### GIVEN TEXT

━━━

We included 34 studies with 15,425 patients and 5,890 smokers. The individual tobacco consumption proportions reported ranged from 10.00% (Momtahen et al., 2009) [37] to 82.00% (Masjedi et al., 2013) [48]. Based on study design, 6 cohort, 14 case–control and 14 cross-sectional studies were involved in our analysis. The analysis also considered various cancer types, including 4 bladder, 2 breast, 4 colorectal, 5 esophageal, 3 gastric, 1 gastrointestinal, 4 head and neck squamous cell (HNSC), 5 lung, 1 pancreatic, 2 upper gastrointestinal cancers were included in our analysis. Additionally, 3 studies considered multiple cancer types. The overall proportion of tobacco consumption across all studies, as per the random effects model, was found to be 43.29% (CI95% 35.42%-51.52%, τ2 = 0.86, I2 = 98.0%) (Fig. 2). The Egger’s test p-value was 0.064, suggesting that there was no strong evidence of publication bias, although the intercept value on the funnel plot was 3.57.

Fig. 2
figure 2

Forest plot of studies included in meta-analysis of tobacco use prevalence in Iranian cancer patients

Associations between cancer types and tobacco use

Table 2 presents the outcomes from a comprehensive multiple logistic regression meta-analysis, focusing on the association between cancer type, cigarette smoking, and the prevalence of tobacco use among cancer patients. The analysis highlights a significant heterogeneity (I^2 = 93.792) and reveals distinct associations based on cancer type. The colorectal cancer is significantly associated with lower odds of tobacco use, while laryngeal cancer shows a contrary, positive association. Additionally, the influence of cigarette smoking on its own is significantly affirmed, and its interaction with cancer type elucidates a complex relationship, underscoring the multifaceted dynamics between cancer diagnoses, smoking habits, and their implications for patient health.

━━━

### EXTRACTED INFORMATION

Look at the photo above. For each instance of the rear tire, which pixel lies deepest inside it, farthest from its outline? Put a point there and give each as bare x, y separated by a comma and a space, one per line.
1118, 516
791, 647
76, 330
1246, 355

━━━

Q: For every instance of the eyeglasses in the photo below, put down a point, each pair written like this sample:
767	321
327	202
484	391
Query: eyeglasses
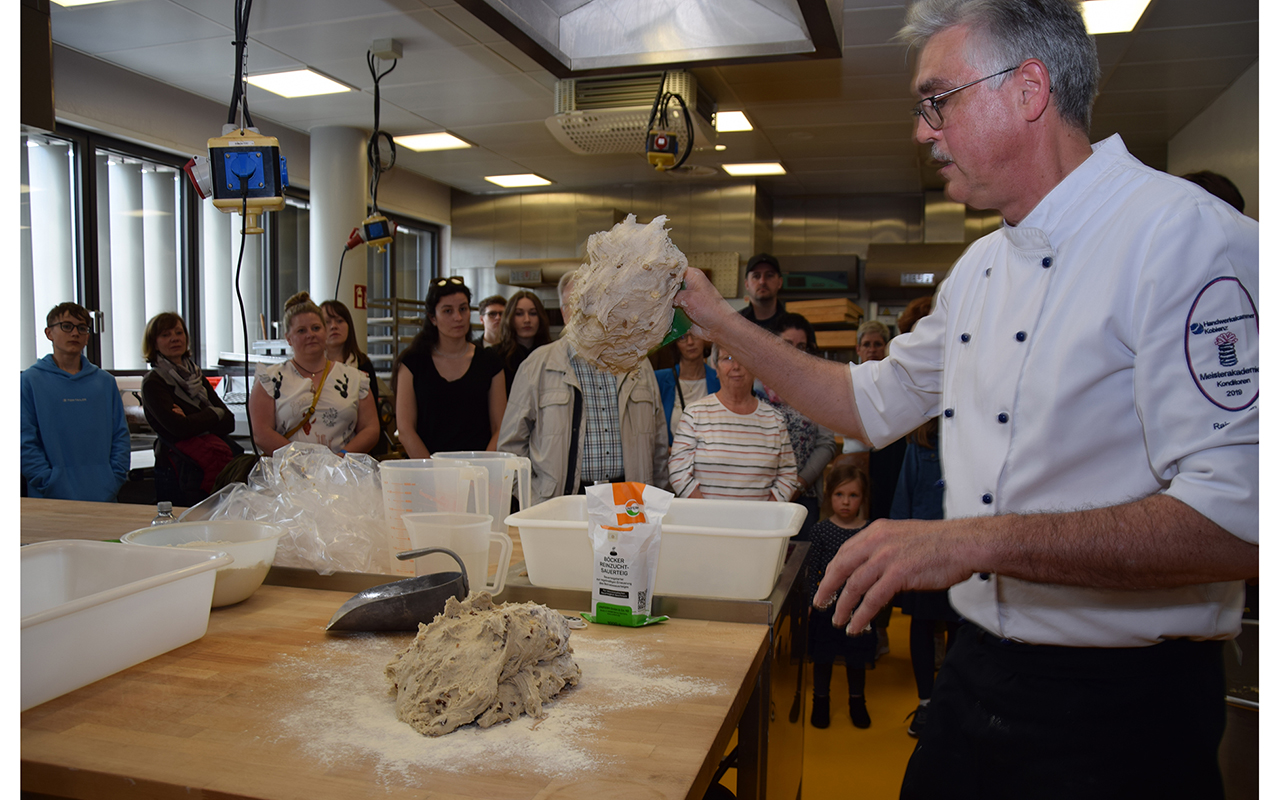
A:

━━━

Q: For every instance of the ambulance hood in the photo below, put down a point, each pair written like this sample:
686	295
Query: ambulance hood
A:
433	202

━━━

### YOUR TASK
Reproduce the part of the text on tobacco use among cancer patients between "Associations between cancer" and "for patient health.", inclusive. The material comes from a different source than the text on tobacco use among cancer patients.

### ANSWER TO THIS EXERCISE
Associations between cancer types and tobacco use

Table 2 presents the outcomes from a comprehensive multiple logistic regression meta-analysis, focusing on the association between cancer type, cigarette smoking, and the prevalence of tobacco use among cancer patients. The analysis highlights a significant heterogeneity (I^2 = 93.792) and reveals distinct associations based on cancer type. The colorectal cancer is significantly associated with lower odds of tobacco use, while laryngeal cancer shows a contrary, positive association. Additionally, the influence of cigarette smoking on its own is significantly affirmed, and its interaction with cancer type elucidates a complex relationship, underscoring the multifaceted dynamics between cancer diagnoses, smoking habits, and their implications for patient health.